Tekstfragment —
# # # # #

Het ongunstige klimaat werd de zegen. In het krantenverslag van ‘La Métropole’ over mijn toespraak bij de opening van het tweede werkjaar staat ‘il a parlé de Wies Moens... où aboutira-t-il?’.
In 1949 was het honderd jaar geleden, dat te Gent het eerste Nederlands Kongres plaats vond. Het Erasmusgenootschap richtte zijn eerste Nederlandse Kultuurdagen in zonder deelnemers uit Noord-Nederland. Van officiële zijde werd in de Aula van de Rijksuniversiteit een academische zitting gehouden, ter herdenking van het Eerste Kongres. Daar waren aanwezig de hoogste gezagdragers van het land. - Jef Goossenaerts wilde de traditie van onze Kongressen herstellen. Eind augustus begroette hij de Kongressisten, onder wie zes Noord-Nederlanders, en opende het 33ste Kongres.
Aan het slot van de tweede Nederlandse Kultuurdagen te Gent in 1950, komt de Noord-nederlandse dichter Frans Babylon op het podium om namens de Noord-nederlandse deelnemers te danken. Ondertussen hebben een vrij belangrijke groep oud-leden van het Diets Jeugdverbond en oud-studenten van de universiteiten van Gent en Leuven met elkaar contact gekregen. Zij willen een Nederlands verbond van werkgemeenschappen tot stand brengen, kernen van jonge mensen, die zich aaneensluiten om zich samen te bezinnen over de vraagstukken, die voor het Nederlands volk van wezenlijk belang zijn en om samen te streven naar een levenshouding op christelijke en Nederlandse basis. De meest actieven onder hen zijn Dr. jur. Remi Pirijns, Dr. jur. Robert Soetaert, Mr. Piet Blomme en Wim Grauls. Reeds tijdens de eerste grote bijeenkomst zijn contactafspraken gemaakt met het Erasmusgenootschap, dat hèt Nederlands Verbond van werkgemeenschappen wordt.

# # # # #

Aangeleverde gegevens —
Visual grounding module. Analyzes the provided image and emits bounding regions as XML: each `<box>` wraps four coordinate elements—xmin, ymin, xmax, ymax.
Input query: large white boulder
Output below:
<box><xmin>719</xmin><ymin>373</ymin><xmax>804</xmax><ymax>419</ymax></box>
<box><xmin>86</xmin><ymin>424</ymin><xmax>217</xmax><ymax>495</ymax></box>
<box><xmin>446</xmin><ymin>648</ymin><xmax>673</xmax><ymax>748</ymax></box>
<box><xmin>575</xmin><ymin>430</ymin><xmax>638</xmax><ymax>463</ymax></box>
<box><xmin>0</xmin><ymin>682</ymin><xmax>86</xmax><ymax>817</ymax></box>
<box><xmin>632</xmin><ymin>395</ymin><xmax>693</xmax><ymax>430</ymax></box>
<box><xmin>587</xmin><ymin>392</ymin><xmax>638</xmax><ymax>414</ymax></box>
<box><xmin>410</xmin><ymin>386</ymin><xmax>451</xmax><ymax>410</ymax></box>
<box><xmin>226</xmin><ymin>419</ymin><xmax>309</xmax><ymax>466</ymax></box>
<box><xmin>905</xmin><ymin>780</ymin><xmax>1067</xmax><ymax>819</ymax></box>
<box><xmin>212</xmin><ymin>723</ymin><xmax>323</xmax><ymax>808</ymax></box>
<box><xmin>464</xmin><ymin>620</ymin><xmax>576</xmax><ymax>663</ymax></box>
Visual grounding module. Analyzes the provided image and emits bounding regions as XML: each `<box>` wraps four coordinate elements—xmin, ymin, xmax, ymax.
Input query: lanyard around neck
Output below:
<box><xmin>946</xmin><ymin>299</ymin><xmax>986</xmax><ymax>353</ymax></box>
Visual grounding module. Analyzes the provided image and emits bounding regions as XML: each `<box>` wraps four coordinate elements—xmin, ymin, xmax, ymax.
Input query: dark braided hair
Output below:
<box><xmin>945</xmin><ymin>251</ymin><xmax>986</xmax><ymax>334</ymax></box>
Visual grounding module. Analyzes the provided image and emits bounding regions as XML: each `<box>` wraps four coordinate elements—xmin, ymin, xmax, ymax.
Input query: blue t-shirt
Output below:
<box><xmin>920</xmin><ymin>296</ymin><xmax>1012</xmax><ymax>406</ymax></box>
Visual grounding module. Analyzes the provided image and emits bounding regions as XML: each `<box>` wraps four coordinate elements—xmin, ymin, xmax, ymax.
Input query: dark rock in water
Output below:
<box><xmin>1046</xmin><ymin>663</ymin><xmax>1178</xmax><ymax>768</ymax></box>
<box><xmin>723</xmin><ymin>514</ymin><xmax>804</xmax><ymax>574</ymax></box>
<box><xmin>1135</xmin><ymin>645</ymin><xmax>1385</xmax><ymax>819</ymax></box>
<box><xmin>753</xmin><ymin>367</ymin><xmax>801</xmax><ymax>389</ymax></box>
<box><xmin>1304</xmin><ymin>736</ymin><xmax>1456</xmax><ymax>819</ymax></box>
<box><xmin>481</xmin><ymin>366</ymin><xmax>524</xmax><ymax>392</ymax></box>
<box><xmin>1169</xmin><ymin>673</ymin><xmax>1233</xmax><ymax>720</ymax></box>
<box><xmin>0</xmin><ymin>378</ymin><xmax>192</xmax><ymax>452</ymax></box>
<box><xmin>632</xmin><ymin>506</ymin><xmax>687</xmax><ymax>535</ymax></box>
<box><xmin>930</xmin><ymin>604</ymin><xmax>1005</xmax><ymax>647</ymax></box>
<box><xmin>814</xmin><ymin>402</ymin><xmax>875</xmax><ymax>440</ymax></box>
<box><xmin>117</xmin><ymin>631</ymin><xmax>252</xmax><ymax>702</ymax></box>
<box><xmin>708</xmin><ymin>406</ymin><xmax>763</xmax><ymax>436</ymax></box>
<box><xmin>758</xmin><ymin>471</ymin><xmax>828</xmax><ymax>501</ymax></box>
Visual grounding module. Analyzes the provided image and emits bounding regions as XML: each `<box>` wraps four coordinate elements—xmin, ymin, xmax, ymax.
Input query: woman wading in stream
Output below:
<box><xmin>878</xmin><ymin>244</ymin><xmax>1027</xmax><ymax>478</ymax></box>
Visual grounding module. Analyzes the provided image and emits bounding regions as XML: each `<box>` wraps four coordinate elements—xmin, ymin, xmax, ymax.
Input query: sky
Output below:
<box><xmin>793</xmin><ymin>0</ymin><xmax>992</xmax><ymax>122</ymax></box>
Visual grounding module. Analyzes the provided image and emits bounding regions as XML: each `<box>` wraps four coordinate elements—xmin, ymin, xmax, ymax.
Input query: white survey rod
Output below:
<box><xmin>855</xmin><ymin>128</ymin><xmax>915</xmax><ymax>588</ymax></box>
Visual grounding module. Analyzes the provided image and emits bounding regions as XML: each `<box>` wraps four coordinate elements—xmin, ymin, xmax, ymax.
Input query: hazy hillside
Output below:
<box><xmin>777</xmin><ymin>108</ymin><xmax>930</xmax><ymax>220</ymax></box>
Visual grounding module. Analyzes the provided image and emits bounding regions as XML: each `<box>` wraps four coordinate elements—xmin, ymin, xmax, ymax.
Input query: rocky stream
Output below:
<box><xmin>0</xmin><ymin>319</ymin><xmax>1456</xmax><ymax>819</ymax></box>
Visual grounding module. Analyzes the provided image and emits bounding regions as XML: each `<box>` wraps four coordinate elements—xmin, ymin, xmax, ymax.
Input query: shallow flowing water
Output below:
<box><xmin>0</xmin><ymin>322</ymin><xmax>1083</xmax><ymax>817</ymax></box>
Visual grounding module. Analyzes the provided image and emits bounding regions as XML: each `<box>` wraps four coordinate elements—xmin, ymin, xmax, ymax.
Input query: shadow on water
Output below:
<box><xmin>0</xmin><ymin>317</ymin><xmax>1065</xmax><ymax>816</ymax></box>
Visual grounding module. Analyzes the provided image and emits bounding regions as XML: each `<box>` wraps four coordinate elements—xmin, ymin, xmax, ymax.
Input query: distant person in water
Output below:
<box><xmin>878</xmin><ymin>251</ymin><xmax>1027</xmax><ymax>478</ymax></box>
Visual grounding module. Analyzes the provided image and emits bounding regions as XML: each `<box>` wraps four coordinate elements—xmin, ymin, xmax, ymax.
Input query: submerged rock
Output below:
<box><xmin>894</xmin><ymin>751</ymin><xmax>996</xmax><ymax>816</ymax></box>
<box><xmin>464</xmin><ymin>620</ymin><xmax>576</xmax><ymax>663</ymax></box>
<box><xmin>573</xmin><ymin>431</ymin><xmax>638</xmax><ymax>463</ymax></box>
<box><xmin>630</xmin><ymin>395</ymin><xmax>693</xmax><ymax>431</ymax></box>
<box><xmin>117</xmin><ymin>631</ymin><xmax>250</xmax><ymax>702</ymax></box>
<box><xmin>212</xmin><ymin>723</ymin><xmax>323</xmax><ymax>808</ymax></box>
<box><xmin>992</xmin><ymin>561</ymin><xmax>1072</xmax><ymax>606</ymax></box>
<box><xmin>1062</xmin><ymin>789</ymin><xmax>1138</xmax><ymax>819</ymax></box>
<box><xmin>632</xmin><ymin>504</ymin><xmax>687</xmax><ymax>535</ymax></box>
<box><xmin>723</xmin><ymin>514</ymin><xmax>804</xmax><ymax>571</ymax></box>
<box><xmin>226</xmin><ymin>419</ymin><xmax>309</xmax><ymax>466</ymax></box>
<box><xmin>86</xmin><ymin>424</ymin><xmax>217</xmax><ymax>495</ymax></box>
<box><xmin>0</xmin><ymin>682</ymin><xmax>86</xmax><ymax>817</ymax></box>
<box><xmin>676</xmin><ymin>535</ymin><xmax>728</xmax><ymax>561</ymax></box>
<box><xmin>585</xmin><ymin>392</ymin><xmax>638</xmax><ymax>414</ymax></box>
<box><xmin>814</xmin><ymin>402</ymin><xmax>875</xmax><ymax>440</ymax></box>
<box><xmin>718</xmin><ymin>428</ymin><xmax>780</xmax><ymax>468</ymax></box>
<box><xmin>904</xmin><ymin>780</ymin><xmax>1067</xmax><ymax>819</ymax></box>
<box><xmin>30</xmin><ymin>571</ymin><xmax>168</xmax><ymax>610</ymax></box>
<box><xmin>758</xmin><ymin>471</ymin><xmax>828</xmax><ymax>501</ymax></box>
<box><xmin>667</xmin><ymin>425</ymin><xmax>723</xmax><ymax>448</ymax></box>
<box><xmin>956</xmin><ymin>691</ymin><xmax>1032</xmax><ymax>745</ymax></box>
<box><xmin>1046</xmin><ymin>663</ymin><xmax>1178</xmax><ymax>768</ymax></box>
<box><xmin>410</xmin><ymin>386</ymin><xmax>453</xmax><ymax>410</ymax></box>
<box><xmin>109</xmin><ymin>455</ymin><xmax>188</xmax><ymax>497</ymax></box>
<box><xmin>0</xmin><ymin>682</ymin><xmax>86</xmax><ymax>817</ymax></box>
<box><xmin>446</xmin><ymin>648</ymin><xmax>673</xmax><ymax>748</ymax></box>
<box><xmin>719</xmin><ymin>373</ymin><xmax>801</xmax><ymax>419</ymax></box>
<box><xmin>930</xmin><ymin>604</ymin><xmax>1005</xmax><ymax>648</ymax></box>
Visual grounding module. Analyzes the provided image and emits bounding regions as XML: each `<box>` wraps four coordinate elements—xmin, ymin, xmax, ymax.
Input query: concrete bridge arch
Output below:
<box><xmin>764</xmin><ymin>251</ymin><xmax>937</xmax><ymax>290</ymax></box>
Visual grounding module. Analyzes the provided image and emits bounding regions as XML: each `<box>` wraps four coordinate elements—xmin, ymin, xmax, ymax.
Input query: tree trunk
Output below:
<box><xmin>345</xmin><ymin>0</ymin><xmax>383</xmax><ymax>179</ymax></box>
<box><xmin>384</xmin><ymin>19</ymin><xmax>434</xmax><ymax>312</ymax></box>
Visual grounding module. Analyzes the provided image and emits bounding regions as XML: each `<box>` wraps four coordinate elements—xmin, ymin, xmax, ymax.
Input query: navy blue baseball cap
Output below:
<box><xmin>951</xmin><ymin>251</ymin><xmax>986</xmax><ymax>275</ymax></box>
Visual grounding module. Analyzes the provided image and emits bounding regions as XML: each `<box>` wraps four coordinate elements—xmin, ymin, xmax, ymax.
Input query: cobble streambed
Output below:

# # # # #

Opdrachten —
[1] Som alle personen op die het tekstfragment noemt als de meest actieven van de groep oud-leden en oud-studenten.
[2] Geef uit het tekstfragment de passage van "In 1949 was" tot en met "het 33ste Kongres." letterlijk terug.
[3] In welk jaar vonden volgens het tekstfragment de tweede Nederlandse Kultuurdagen te Gent plaats?

Antwoorden —
[1]
Dr. jur. Remi Pirijns
Dr. jur. Robert Soetaert
Mr. Piet Blomme
Wim Grauls

[2]
In 1949 was het honderd jaar geleden, dat te Gent het eerste Nederlands Kongres plaats vond. Het Erasmusgenootschap richtte zijn eerste Nederlandse Kultuurdagen in zonder deelnemers uit Noord-Nederland. Van officiële zijde werd in de Aula van de Rijksuniversiteit een academische zitting gehouden, ter herdenking van het Eerste Kongres. Daar waren aanwezig de hoogste gezagdragers van het land. - Jef Goossenaerts wilde de traditie van onze Kongressen herstellen. Eind augustus begroette hij de Kongressisten, onder wie zes Noord-Nederlanders, en opende het 33ste Kongres.

[3] In 1950.